### Passage given
Opinion
No. 01AP-762 (REGULAR CALENDAR).
Rendered on March 12, 2002.
APPEAL from the Franklin County Municipal Court.
Julie M. Lynch, Whitehall City Attorney, and Craigg E. Gould, for appellee.
Deborah A. Wildi, pro se.
OPINION
Defendant-appellant, Deborah A. Wildi, appeals from the June 4, 2001 sentencing entry of the Franklin County Municipal Court, sentencing Wildi to thirty days incarceration, suspended for one year provided no convictions involving moving violations, and ordering Wildi to pay a $250 fine. For the reasons that follow, we affirm.
On December 24, 2000, Wildi was stopped and cited for weaving in violation of Whitehall City Code Section 331.39(b), and changing lanes without safety in violation of Whitehall City Code Section 331.14(b). Pursuant to R.C. 1905.032, Wildi's case was transferred from the Whitehall Mayor's Court to the Franklin County Municipal Court. Wildi entered a plea of no contest to the charge of changing lanes without safety, and the city of Whitehall dismissed the weaving charge. The trial court found Wildi guilty of changing lanes without safety, and sentenced Wildi to thirty days incarceration, suspended for one year provided no convictions involving moving violations, and ordered Wildi to pay a $250 fine. It is from this entry that Wildi appeals, assigning the following as errors:
1. Whitehall Code 331.14(b) is a third degree misdemeanor not a fourth degree misdemeanor.
2. The Sentence Entry indicates that "Per defendant's own statement, he/she is able to pay the fine (and costs) imposed by October 19, 2001 or by time payment[s."]
3. The Prosecutor did not correctly communicate my prior record to the Court. And my attorney did not completely correct him.
4. The sentence of the maximum penalty allowed constitutes an undue hardship and the Court was at least partially advised of the situation by my attorney.
5. The Court's unreasonable, arbitrary and unconscionable attitude connotes an abuse of discretion.
######
### Dataset entries
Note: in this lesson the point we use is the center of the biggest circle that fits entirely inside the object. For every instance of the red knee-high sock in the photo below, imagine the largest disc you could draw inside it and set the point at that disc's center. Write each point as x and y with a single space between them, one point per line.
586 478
######
### Dataset entries
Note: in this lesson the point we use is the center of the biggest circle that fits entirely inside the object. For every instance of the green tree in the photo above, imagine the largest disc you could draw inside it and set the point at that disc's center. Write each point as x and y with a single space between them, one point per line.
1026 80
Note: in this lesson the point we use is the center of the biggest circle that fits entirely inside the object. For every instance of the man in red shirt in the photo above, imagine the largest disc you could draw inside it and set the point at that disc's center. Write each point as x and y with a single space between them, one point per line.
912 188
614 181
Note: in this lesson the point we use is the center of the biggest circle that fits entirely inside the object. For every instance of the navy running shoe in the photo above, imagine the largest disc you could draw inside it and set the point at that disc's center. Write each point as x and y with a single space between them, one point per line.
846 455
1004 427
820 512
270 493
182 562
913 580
######
Given task »
Write the next part of the court opinion on the appeal above, picking up after its fifth assigned error.

The reply »
As a threshold matter, we observe that counsel for Wildi failed to object to any of the assignments of error that Wildi is now raising on appeal. The failure to object to evidence at trial constitutes a waiver of any challenge on that evidence on appeal, except for plain error. State v. Robertson (1993), 90 Ohio App.3d 715, 728. To constitute plain error, "'[t]he error must be obvious on the records, palpable, and fundamental'" such that it should have been apparent to the trial court without objection. State v. Tichon (1995), 102 Ohio App.3d 758, 767. Moreover, plain error does not exist unless the appellant establishes that the outcome of the trial clearly would have been different but for the trial court's allegedly improper actions. State v. Waddell (1996), 75 Ohio St.3d 163, 166. Notice of plain error is to be taken with utmost caution, under exceptional circumstances and only to prevent a manifest miscarriage of justice. State v. Phillips (1995), 74 Ohio St.3d 72, 83; State v. Ospina (1992), 81 Ohio App.3d 644, 647.
Wildi's five assignments of error will be examined under plain error to determine whether her substantial rights were adversely affected as to undermine the fairness of the guilt determining process. State v. Lewis (July 21, 1998), Franklin App. No. 97APA09-1263, unreported, citing State v. Swanson (1984), 16 Ohio App.3d 375.
In her first assignment of error, Wildi contends that while the maximum penalty for changing lanes without safety was correctly stated by the trial court, the trial court incorrectly stated that the offense was a violation of the fourth degree. Wildi asserts that although this pronouncement of the violation classification constituted harmless error, the trial court should nonetheless make a correction of the misstatement.
Pursuant to Whitehall City Code Section 331.14(b), changing lanes without safety is a violation of the third degree, which carries the maximum term of imprisonment of thirty days, and the maximum fine of $250. During the sentencing hearing, the trial judge correctly informed Wildi of the penalty for her conviction, and Wildi indicated that she understood the penalty:
THE COURT: That is a misdemeanor of the fourth degree in the City of Whitehall, carries a maximum penalty of 30 days in jail and a $250 fine. Do you understand that, ma'am?
THE DEFENDANT: Uh-huh. [Tr. 2.]
Careful review of the transcript reveals that while the trial court did correctly state the maximum penalty that could be imposed, it also misstated the violation classification of the traffic offense. However, in light of the fact that Wildi received the proper maximum penalty allowed by law, any misstatement by the trial court of the violation classification was harmless error. Accordingly, Wildi's first assignment of error is found not well-taken and is overruled.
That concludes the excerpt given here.